新規就農平均収入と融資
滋賀県に大規模な植物工場が完成した。国の補助金6億円,政策金融公庫と滋賀銀が合わせて10億円の融資だ。自己資金はいくらか記事は触れていない。自己資金ゼロなら,補助金率は 37.5% になる。
ごく普通に新規就農した農家の平均年収は 265.3 万円である。世襲農家でもない限り,よほど革新的なビジネスモデルを考えない限り,家族の扶養は不可能だ。子供を高校に進学させられない。現実は実に厳しい。世襲でも小規模なら,兼業だろうか。
政府は貧困率が上昇しているのを認めている。それでは,雇用を生み出す構造変換を阻害するものは何か。既得権のしがらみでどうにもならないのだろう。英国もそのうちの一カ国で構造改革ができず,競争力が低下して貧困が増えてEUを離脱する事になった一面もあるのだろう。

- 作成内容 -
新規就農についての抜粋文から、「新規就農平均収入と融資」で始まり「になった一面もあるのだろう。」で終わる部分を一字も変えずに書き写してください。 抜粋文に書かれていることだけを手がかりにしてください。

- 資料 -
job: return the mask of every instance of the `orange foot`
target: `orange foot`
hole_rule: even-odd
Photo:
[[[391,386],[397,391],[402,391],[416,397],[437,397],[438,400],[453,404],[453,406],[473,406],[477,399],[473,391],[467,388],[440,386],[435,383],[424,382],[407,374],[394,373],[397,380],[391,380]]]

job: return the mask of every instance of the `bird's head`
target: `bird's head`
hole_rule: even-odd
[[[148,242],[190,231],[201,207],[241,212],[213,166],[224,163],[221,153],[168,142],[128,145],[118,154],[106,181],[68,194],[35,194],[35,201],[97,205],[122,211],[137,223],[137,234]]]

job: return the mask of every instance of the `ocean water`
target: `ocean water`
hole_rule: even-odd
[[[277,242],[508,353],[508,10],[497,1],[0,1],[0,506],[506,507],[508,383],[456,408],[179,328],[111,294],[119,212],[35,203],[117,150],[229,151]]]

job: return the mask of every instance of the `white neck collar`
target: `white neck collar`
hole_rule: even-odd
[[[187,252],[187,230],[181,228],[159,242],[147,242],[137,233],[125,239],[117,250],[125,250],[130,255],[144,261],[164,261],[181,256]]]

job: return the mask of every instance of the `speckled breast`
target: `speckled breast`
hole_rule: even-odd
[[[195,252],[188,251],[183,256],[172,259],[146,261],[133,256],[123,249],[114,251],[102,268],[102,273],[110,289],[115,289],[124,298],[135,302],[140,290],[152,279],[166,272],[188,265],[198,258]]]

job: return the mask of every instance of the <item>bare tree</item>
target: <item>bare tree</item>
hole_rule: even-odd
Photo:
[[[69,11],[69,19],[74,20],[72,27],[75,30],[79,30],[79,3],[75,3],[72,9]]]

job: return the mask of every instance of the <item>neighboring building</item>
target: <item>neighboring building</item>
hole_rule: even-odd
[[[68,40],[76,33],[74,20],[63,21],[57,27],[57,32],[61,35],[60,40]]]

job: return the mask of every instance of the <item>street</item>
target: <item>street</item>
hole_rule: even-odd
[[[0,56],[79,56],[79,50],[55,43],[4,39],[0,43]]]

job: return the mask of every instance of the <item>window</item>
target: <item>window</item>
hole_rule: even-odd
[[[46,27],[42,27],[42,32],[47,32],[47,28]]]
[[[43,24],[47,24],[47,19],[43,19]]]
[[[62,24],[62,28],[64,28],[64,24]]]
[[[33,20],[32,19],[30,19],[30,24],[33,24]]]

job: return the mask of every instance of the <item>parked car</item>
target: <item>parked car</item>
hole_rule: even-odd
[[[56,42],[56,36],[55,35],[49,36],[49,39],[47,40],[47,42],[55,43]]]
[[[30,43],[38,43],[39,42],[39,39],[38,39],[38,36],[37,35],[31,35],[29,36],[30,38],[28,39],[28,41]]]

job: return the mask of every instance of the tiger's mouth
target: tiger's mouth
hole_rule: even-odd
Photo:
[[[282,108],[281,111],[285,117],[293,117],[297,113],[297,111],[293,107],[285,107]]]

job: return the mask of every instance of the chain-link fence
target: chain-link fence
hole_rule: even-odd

- 出力結果 -
新規就農平均収入と融資
滋賀県に大規模な植物工場が完成した。国の補助金6億円,政策金融公庫と滋賀銀が合わせて10億円の融資だ。自己資金はいくらか記事は触れていない。自己資金ゼロなら,補助金率は 37.5% になる。
ごく普通に新規就農した農家の平均年収は 265.3 万円である。世襲農家でもない限り,よほど革新的なビジネスモデルを考えない限り,家族の扶養は不可能だ。子供を高校に進学させられない。現実は実に厳しい。世襲でも小規模なら,兼業だろうか。
政府は貧困率が上昇しているのを認めている。それでは,雇用を生み出す構造変換を阻害するものは何か。既得権のしがらみでどうにもならないのだろう。英国もそのうちの一カ国で構造改革ができず,競争力が低下して貧困が増えてEUを離脱する事になった一面もあるのだろう。